§ **Given passage**
****************

Off Grid Electric lights a safer path for Tanzanians

Start-up developed at Oxford’s Saïd Business School replaces kerosene with solar power
From California to east Africa: Erica Mackey of Off Grid Electric

Listen to this article

00:00
00:00

You could call it a lightbulb moment. Erica Mackey had relocated from the US after graduating from the University of California, Los Angeles with a degree in ecology and evolutionary biology, to work with an aid agency in east Africa helping to set up mobile clinics and train rural health workers.

Upon arrival in Tanzania, however, it was obvious the most pressing need among local people was cheap, reliable electricity. Most Tanzanian homes are lit using kerosene lamps, generating fumes that are as damaging as smoking two packets of cigarettes a day.

The problem

Families often store this fuel on the floor in fizzy drink bottles, which creates a further risk of someone accidentally scorching their internal organs by taking a toxic drink from the containers.

“It seemed unfathomable that millions of people live like this,” Ms Mackey recalls, adding that she felt it was “incredibly unfair” that some of the world’s poorest people pay the most for the dirtiest energy.

The irony is that east Africa has an abundance of the most powerful energy source available to us: the sun. With modern technology its power could be harnessed at a much lower cost than liquid fuels, Ms Mackey reasoned, so she sought out a masters programme where she could develop a business plan.

Oxford’s Saïd Business School, whose Skoll Centre for Social Entrepreneurship provides specialist support to start-ups that aim to do something good for society, seemed the ideal choice. Ms Mackey only applied there and fortunately gained a place on its MBA programme.

Soon after arriving on campus, Ms Mackey met Xavier Helgesen and they started building a solar energy business, Off Grid Electric.

“He was a talented entrepreneur, eager to start focusing his attention on energy in Africa,” Ms Mackey says of her co-founder. “I knew how to make ideas work there.”

They quickly brought in a third partner, Joshua Pierce, who knew something about building energy systems and became chief technology officer.

The Skoll Centre was particularly helpful in developing the company’s business plan, Ms Mackey says. “We were able to access an unbelievable network of social innovators and financiers that helped propel us forward in the early days.”

Business model

The sales technique was modelled on the parties run in the homes of suburban housewives by Avon, the US cosmetics business.

****************

[Text-to-region grounding data]
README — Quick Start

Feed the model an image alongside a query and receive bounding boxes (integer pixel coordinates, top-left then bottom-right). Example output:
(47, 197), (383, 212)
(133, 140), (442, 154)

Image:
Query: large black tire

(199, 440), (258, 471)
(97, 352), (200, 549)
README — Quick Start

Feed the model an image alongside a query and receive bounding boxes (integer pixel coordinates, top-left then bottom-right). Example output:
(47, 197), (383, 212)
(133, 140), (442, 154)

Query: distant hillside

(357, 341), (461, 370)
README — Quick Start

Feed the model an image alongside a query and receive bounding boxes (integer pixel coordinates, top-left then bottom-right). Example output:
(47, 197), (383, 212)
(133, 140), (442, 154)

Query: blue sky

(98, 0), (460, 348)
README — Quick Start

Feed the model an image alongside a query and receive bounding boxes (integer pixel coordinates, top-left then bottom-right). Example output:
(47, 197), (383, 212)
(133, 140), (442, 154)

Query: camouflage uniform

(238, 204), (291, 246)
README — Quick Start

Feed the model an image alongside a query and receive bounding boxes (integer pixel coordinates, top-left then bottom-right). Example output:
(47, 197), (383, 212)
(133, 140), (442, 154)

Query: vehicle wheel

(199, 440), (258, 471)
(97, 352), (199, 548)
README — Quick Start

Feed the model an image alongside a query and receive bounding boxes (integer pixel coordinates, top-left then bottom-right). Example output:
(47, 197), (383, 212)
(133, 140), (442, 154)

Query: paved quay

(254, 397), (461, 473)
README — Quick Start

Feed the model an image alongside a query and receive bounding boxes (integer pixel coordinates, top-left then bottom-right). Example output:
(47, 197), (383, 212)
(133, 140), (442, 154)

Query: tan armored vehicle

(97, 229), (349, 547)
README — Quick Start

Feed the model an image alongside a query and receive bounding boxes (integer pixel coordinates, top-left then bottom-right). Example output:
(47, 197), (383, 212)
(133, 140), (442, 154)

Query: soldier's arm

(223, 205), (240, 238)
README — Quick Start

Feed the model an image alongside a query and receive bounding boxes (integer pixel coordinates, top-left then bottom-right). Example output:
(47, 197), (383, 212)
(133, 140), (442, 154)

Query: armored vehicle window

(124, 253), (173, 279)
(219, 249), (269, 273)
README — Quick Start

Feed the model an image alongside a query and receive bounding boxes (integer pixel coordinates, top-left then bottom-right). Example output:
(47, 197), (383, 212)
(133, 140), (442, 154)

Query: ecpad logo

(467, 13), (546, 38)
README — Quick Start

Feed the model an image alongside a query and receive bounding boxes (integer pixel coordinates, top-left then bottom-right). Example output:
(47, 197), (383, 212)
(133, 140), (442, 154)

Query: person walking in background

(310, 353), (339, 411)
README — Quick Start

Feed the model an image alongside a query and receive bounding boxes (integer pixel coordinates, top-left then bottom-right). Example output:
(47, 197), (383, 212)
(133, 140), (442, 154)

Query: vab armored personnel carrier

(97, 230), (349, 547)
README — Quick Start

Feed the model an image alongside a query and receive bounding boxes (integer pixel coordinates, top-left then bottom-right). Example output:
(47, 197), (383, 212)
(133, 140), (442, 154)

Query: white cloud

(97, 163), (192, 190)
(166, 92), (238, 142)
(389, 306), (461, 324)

****************

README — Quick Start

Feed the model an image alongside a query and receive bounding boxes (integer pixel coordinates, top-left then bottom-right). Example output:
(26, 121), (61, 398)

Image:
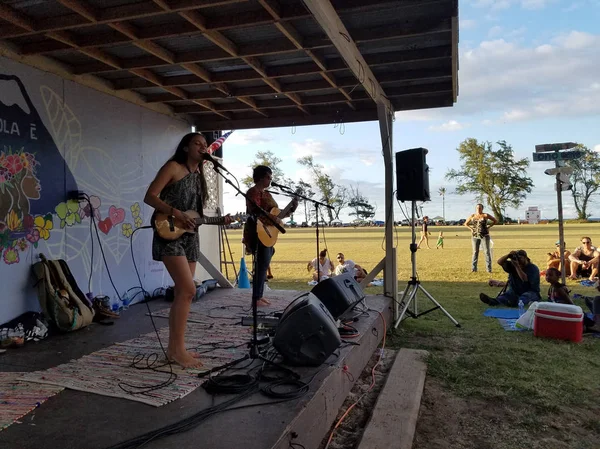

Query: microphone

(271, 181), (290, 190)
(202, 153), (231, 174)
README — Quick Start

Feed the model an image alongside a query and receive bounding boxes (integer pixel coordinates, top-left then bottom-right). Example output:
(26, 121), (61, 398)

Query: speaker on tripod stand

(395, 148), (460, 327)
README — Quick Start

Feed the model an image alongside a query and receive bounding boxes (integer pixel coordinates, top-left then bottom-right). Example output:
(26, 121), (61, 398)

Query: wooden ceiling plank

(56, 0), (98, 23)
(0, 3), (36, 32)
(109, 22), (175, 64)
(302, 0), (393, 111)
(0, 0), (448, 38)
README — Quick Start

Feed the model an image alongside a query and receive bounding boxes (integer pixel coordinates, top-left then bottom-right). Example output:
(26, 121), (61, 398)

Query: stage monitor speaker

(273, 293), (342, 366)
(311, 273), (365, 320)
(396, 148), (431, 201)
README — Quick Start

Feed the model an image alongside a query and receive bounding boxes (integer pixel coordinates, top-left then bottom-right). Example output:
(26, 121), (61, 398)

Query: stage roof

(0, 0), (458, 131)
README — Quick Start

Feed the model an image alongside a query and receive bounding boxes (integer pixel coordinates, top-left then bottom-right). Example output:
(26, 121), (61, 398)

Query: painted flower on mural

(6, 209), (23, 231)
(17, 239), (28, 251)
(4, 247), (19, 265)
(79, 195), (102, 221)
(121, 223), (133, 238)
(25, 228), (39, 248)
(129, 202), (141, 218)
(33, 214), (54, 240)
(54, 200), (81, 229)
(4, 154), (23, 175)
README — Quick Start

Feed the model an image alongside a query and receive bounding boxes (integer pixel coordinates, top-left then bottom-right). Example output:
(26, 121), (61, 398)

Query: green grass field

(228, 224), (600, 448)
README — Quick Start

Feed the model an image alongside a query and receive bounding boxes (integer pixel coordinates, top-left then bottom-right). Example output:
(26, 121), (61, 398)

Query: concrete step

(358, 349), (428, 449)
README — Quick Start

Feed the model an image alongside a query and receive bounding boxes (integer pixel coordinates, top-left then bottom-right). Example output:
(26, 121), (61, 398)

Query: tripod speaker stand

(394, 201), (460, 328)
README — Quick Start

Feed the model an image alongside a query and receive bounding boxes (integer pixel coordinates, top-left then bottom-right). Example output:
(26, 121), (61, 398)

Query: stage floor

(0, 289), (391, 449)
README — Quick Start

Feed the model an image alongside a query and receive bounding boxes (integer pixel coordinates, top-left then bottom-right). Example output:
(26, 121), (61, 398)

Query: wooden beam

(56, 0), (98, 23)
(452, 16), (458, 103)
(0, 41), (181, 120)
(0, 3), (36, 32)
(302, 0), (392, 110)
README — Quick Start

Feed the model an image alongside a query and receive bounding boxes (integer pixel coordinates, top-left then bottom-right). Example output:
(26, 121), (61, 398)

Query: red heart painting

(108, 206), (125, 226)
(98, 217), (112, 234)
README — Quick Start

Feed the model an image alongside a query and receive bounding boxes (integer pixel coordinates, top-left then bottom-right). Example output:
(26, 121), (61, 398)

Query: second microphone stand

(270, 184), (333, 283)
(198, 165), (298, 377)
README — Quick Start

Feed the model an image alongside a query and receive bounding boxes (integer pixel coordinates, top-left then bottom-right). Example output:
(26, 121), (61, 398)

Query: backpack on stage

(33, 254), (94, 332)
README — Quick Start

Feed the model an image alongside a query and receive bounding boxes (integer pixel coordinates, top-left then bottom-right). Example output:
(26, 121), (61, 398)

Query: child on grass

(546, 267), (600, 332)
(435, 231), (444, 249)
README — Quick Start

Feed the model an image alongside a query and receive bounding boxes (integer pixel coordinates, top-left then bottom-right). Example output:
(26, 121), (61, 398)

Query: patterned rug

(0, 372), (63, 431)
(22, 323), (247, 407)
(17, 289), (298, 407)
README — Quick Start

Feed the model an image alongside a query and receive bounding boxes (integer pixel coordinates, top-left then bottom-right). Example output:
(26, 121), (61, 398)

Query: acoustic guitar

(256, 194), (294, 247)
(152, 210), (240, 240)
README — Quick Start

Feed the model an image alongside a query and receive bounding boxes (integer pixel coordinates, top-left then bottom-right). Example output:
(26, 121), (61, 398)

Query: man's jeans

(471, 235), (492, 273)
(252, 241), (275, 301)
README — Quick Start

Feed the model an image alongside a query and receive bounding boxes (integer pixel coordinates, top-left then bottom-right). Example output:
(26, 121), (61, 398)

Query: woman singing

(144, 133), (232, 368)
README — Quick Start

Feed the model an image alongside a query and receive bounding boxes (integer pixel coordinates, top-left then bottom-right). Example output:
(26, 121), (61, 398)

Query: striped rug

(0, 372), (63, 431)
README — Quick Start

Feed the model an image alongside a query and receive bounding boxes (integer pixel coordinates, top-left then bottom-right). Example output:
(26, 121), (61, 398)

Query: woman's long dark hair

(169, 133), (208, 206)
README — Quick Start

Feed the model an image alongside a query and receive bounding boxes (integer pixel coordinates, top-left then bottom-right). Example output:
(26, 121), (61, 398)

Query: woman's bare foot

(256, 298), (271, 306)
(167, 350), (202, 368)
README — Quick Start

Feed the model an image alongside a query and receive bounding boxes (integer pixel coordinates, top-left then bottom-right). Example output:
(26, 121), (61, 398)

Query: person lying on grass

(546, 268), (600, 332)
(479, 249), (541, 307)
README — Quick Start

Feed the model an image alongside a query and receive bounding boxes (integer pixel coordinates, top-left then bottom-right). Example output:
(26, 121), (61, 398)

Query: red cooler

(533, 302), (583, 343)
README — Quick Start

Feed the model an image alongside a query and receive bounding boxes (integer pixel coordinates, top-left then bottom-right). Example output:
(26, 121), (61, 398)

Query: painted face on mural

****************

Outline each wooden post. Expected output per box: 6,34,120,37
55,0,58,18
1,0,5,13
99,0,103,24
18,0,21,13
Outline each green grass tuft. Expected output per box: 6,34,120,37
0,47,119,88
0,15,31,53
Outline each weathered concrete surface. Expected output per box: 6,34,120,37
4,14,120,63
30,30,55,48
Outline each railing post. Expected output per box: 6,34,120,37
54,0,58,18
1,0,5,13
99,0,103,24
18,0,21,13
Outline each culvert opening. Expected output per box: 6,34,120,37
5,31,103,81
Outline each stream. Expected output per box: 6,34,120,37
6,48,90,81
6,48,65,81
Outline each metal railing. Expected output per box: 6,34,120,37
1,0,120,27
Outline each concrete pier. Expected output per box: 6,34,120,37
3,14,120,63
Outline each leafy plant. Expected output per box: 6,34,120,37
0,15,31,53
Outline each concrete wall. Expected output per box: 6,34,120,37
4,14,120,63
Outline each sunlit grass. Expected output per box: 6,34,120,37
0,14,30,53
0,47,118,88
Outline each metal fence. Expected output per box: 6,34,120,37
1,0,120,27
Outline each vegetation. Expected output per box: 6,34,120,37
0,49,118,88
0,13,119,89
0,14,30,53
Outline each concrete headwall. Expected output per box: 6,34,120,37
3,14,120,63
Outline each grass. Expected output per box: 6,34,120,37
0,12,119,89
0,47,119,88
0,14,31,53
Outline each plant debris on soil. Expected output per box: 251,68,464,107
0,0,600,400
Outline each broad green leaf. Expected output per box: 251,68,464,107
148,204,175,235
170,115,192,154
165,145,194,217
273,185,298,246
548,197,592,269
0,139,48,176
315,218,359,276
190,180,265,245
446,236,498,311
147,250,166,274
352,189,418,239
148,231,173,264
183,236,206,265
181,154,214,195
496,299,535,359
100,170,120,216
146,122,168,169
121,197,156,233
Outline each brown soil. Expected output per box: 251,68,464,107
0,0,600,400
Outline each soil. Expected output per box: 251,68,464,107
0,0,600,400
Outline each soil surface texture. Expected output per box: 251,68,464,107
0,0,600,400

****************

Reproduce everything in the Off Grid Electric article from "Listen to this" down to "rural health workers.".

§ **Expected answer**
Listen to this article

00:00
00:00

You could call it a lightbulb moment. Erica Mackey had relocated from the US after graduating from the University of California, Los Angeles with a degree in ecology and evolutionary biology, to work with an aid agency in east Africa helping to set up mobile clinics and train rural health workers.